** Opening Records provided block **
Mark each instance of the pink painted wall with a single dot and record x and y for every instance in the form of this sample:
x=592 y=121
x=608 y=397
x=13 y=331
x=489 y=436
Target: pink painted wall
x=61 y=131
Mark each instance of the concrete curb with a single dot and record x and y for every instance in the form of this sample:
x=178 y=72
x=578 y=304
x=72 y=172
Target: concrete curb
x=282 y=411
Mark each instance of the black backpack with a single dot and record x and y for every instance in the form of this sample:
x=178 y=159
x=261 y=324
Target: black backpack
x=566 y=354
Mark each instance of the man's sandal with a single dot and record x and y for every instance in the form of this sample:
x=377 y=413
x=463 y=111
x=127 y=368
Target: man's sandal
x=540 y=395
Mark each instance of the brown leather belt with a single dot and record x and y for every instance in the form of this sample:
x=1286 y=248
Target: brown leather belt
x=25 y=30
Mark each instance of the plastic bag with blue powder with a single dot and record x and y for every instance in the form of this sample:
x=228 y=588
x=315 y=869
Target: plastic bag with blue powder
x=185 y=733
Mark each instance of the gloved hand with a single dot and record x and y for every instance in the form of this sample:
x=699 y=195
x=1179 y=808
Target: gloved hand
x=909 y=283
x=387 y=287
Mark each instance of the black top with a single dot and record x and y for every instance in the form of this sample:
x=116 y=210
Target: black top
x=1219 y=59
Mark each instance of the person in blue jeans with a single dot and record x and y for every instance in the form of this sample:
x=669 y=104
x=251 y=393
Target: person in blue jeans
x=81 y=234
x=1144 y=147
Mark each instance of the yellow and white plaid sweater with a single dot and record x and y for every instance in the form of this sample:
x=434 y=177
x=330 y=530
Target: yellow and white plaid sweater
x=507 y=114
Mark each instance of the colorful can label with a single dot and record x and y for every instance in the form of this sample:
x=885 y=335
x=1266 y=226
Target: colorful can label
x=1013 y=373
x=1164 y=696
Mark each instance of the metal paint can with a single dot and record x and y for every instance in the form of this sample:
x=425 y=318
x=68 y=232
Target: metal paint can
** Closing Records provided block **
→ **Your task**:
Write the data out again, verbatim.

→ **Solution**:
Mark each instance of the pink painted wall with a single dot and record x and y for every instance in the form of this sample:
x=592 y=121
x=608 y=397
x=13 y=331
x=489 y=436
Target: pink painted wall
x=61 y=131
Mark each instance of the concrete curb with a single dot and record x and y for every instance in the form of this sample:
x=178 y=72
x=578 y=304
x=72 y=172
Target: concrete curb
x=282 y=411
Mark each instance of the black backpack with a single dot and record x and y for every instance in the form of this sample:
x=178 y=159
x=261 y=324
Target: black backpack
x=566 y=354
Mark each instance of the man's sandal with a single dot and record x and y for every instance in the form of this sample:
x=377 y=413
x=463 y=111
x=127 y=368
Target: man's sandal
x=540 y=395
Mark each instance of the brown leather belt with a single dot and record x and y for every instance in the form of this sample:
x=1286 y=248
Target: brown leather belt
x=25 y=30
Mark each instance of the plastic bag with blue powder with a single dot and record x and y for every instance in the form of this sample:
x=228 y=588
x=315 y=869
Target: plastic bag with blue powder
x=185 y=733
Mark each instance of the gloved hand with a single dot and record x and y for every instance in the form of this sample:
x=699 y=195
x=1179 y=808
Target: gloved hand
x=909 y=283
x=387 y=287
Mark each instance of the black top with a single dot and record x and y for every instance in the form of this sample:
x=116 y=210
Target: black top
x=1219 y=59
Mark each instance of the person in blue jeans with a single dot and record x and y for every instance in the form of this sample:
x=669 y=104
x=251 y=393
Target: person in blue jeans
x=81 y=234
x=1144 y=147
Mark each instance of the yellow and white plaid sweater with a single dot and record x and y for every instance in the form of this sample:
x=434 y=177
x=330 y=530
Target: yellow and white plaid sweater
x=507 y=114
Mark each instance of the colorful can label with a single dot and record x and y for every instance in the form of this sample:
x=885 y=335
x=1266 y=226
Target: colorful can label
x=1013 y=373
x=1164 y=696
Mark each instance of the metal paint can with a single dot and record x and y for every instance in the form of this sample:
x=425 y=318
x=68 y=232
Target: metal paint can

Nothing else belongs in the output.